#### [Problem to solve]
Type out each record word for word. Pictures stay out.

#### [Recorded data]
↓↓↓

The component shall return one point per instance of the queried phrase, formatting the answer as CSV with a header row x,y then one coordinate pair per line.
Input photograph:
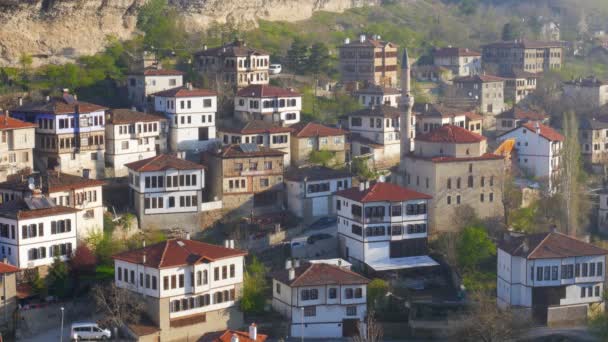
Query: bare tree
x,y
118,306
372,332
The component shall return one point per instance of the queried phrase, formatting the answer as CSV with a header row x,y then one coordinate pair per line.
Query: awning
x,y
389,264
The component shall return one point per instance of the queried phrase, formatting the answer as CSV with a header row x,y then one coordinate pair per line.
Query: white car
x,y
275,69
89,331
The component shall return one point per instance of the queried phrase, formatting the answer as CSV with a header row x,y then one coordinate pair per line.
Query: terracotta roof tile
x,y
178,252
382,192
163,162
320,274
451,134
311,129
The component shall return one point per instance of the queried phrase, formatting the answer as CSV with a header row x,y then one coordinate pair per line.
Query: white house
x,y
167,191
538,150
33,231
191,116
83,194
268,103
555,276
320,300
383,227
310,190
190,288
132,136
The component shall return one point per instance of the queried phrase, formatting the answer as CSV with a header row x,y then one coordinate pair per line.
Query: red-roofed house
x,y
269,103
451,164
309,137
189,288
320,300
17,140
538,151
366,239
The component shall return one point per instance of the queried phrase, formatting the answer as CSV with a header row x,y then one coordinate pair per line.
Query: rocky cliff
x,y
57,30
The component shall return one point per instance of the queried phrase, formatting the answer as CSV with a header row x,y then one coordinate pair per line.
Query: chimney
x,y
253,331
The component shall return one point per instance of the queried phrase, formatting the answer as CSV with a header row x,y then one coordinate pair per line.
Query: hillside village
x,y
438,200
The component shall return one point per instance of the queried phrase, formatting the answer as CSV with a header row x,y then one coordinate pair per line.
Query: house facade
x,y
70,135
369,60
553,277
188,288
539,149
310,138
17,141
320,300
190,114
33,231
133,136
268,103
310,190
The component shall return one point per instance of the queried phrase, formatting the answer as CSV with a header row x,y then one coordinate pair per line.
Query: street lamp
x,y
61,332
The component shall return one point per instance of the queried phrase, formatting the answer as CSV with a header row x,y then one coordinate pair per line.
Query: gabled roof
x,y
382,192
315,173
262,90
163,162
185,92
378,111
320,274
311,129
127,116
8,123
451,134
520,114
177,252
550,245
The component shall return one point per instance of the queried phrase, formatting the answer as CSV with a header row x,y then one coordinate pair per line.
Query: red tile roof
x,y
382,192
185,92
178,252
163,162
320,274
311,129
8,123
451,134
549,246
261,90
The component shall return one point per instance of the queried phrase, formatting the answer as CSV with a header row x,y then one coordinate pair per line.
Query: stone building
x,y
246,177
451,165
529,56
369,60
307,138
234,65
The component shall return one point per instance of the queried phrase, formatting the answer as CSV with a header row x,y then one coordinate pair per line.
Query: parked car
x,y
317,237
275,69
89,331
324,222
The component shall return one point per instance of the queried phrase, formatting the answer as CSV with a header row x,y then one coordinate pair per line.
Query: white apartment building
x,y
374,95
268,103
310,190
17,140
69,135
189,287
320,300
191,118
167,192
84,195
538,151
33,231
554,276
151,80
133,136
383,227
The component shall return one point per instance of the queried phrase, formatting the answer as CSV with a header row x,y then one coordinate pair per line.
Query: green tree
x,y
254,285
473,247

↑↑↑

#### [Your solution]
The component shall return one point per instance of the queried phrase, formatting the answer as CSV with a header row x,y then one coordinate pair per line.
Input photograph:
Query: bare tree
x,y
118,306
372,332
The component shall return one point per instance of the queried phrase, formatting the answer as CSV with a header row x,y then one coordinate pair per line.
Query: awning
x,y
389,264
The component shall return one point per instance of the queried phrase, formatting the answer as CSV with a header row x,y then one coordinate pair per line.
Query: white car
x,y
275,69
89,331
The component shall return one point per instance of the queried phrase, formatting the answer as CSV with a header row x,y then one coordinate pair per line.
Query: terracotta roof tile
x,y
178,252
382,192
163,162
320,274
451,134
311,129
The component shall return one point per instance of the queried phrase, formatting the answer as CSV with a header row x,y then one coordinate pair per line.
Query: white house
x,y
167,191
538,150
33,231
191,116
83,194
268,103
555,276
320,300
383,227
310,190
190,288
132,136
The component shall return one point per instance of the queried phrase, formatting the answer as CSV with a header row x,y then one coordinate pair per line.
Query: red-roofed house
x,y
269,103
451,164
309,137
189,288
320,300
17,140
538,151
366,239
The component shall return one point per instance of the queried phrase, formatting the answer as CSV with a header row x,y then one coordinate pair per line.
Query: rocky cliff
x,y
57,30
The component shall return one point per instance of the queried phrase, formatting the answer as CSV with a header row x,y then one coordinate pair per line.
Query: chimney
x,y
253,331
The component shall return one point per instance of the queried phrase, formatting the answer as CSV with a header row x,y then one coordinate pair per line.
Query: hillside village
x,y
438,200
The component shall return one point per instance of the queried phrase, formatting the answer as CSV with a header row x,y then one coordinate pair per line.
Query: house facade
x,y
70,135
369,60
553,277
188,288
539,149
310,138
17,141
320,300
190,114
33,231
133,136
268,103
310,190
The component shall return one point per instance of the queried phrase, formatting the answer as CSV with a header row x,y then one coordinate pair per line.
Query: street lamp
x,y
61,332
The component shall return one point per instance of the queried phrase, formatting the answer as CSV with a header row x,y then one coordinate pair per line.
Query: gabled roof
x,y
382,192
315,173
262,90
163,162
185,92
378,111
320,274
311,129
127,116
8,123
451,134
520,114
177,252
550,245
The component shall return one point per instance of the queried phrase, formatting the answer as CSV with a header row x,y then one coordinate pair per line.
Query: red tile roof
x,y
382,192
185,92
178,252
163,162
320,274
311,129
8,123
451,134
549,246
261,90
The component shall return one point per instance of the queried phrase, formatting the answer as CSV with a header row x,y then one coordinate pair per line.
Query: stone building
x,y
246,177
451,165
529,56
369,60
307,138
234,65
The component shall return one point per instance of the queried phrase, formatting the answer as CSV with a header row x,y then one coordinate pair per line.
Query: parked car
x,y
317,237
275,69
89,331
324,222
The component shall return one point per instance of the queried phrase, formatting the answer as CSV with a header row x,y then one coordinate pair per line.
Query: white apartment building
x,y
374,95
268,103
310,190
17,140
69,135
189,287
320,300
191,118
167,192
84,195
538,151
33,231
554,276
151,80
133,136
383,227
The component shall return one point per instance of the queried phrase, formatting the answer as CSV with a header row x,y then one coordinate pair per line.
Query: green tree
x,y
254,285
473,247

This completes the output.